## Brief
Make an exact copy of the entries below.

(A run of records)
^^^^^^^^^^^^^^^^

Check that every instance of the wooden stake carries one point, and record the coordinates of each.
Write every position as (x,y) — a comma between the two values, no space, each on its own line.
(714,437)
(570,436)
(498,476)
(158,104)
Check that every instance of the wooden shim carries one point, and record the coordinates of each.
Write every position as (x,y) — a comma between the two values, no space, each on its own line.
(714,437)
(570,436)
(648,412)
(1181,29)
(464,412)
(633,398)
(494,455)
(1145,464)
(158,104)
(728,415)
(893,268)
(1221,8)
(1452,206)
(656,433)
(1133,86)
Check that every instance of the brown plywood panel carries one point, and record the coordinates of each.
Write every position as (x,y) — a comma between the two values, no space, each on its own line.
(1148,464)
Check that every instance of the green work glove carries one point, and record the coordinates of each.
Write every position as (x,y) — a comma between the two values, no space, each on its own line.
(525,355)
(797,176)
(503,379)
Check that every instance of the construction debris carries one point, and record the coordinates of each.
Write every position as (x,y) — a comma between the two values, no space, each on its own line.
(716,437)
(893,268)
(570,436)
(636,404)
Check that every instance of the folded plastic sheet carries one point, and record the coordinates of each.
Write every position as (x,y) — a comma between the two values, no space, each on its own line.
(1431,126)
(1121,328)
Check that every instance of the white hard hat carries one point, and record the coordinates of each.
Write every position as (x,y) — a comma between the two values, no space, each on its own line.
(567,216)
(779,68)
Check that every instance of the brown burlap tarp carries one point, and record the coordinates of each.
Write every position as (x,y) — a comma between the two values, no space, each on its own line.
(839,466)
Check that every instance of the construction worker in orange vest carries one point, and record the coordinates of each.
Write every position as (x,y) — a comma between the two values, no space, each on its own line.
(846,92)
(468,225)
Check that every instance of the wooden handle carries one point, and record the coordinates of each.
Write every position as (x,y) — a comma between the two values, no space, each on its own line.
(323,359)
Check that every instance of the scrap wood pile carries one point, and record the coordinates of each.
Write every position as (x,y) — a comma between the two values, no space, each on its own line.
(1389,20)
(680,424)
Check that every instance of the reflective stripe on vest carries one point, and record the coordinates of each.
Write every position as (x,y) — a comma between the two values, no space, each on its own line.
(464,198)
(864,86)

^^^^^^^^^^^^^^^^

## Exercise solution
Check that every instance of the wooden stake carries one point, and record the coordinates of each.
Write every position as (x,y) — a comma between the two values, no space, each on its own line.
(714,437)
(570,436)
(498,476)
(158,104)
Check that every instance of the wooden shim carries one point, and record the coordinates of each.
Write every position as (x,y) — a comma between the two values, no space, each on its own line.
(714,437)
(570,436)
(648,412)
(1181,29)
(464,412)
(633,398)
(494,455)
(1145,464)
(158,104)
(728,415)
(893,268)
(1221,8)
(1452,206)
(656,433)
(1133,86)
Check that every instance of the brown plywood panel carries one point, and record the coordinates of each.
Write every position as (x,y) — a comma between the two values, no space, each on its own line.
(1148,464)
Check that every instance of the green work glove carries one point, and record the coordinates of each.
Write every position as (x,y) — a comma between the two values, no space, each on its own line.
(525,355)
(797,176)
(503,379)
Check that every instance of the construction debris carries one point, and record the coordinates of each.
Write every position as (x,y) — a comma between the two values, no space, each on its own line.
(716,437)
(893,268)
(570,436)
(636,404)
Check that every instance of the folded plastic sheet carries one point, and record the coordinates of each.
Write every position as (x,y) — a comma between the two values, no space, each on its own line.
(1431,126)
(1121,328)
Check that every instance of the white hard hat carries one point, and record the coordinates of each.
Write every position as (x,y) — a comma between the two values, no space, each on its own line.
(567,216)
(779,68)
Check that every instance of the brown burlap tarp carries one point, and record the coordinates of each.
Write every position as (x,y) — a comma between the two values, no space, each on its own line.
(839,466)
Check that every instance of the construction worker in orange vest carries one point, and record the coordinates of each.
Write every position as (x,y) — a comma between the two values, no space, each on its own line.
(846,92)
(468,225)
Check that every instance of the wooden handle carries one point, and record the coordinates of each.
Write every position as (x,y) — a comma between the two values, no space, each on its own line.
(323,359)
Check that every instance of the scrap wood pile carries one point, and record the coordinates of each.
Write every position as (x,y) — a comma between the two values, no space, each on its own line.
(1389,20)
(680,424)
Check that every instance of the reflective stripe on vest carries one point, and record the coordinates of each.
Write every position as (x,y) — a comma between the two values, no space, each on its own line.
(464,198)
(864,86)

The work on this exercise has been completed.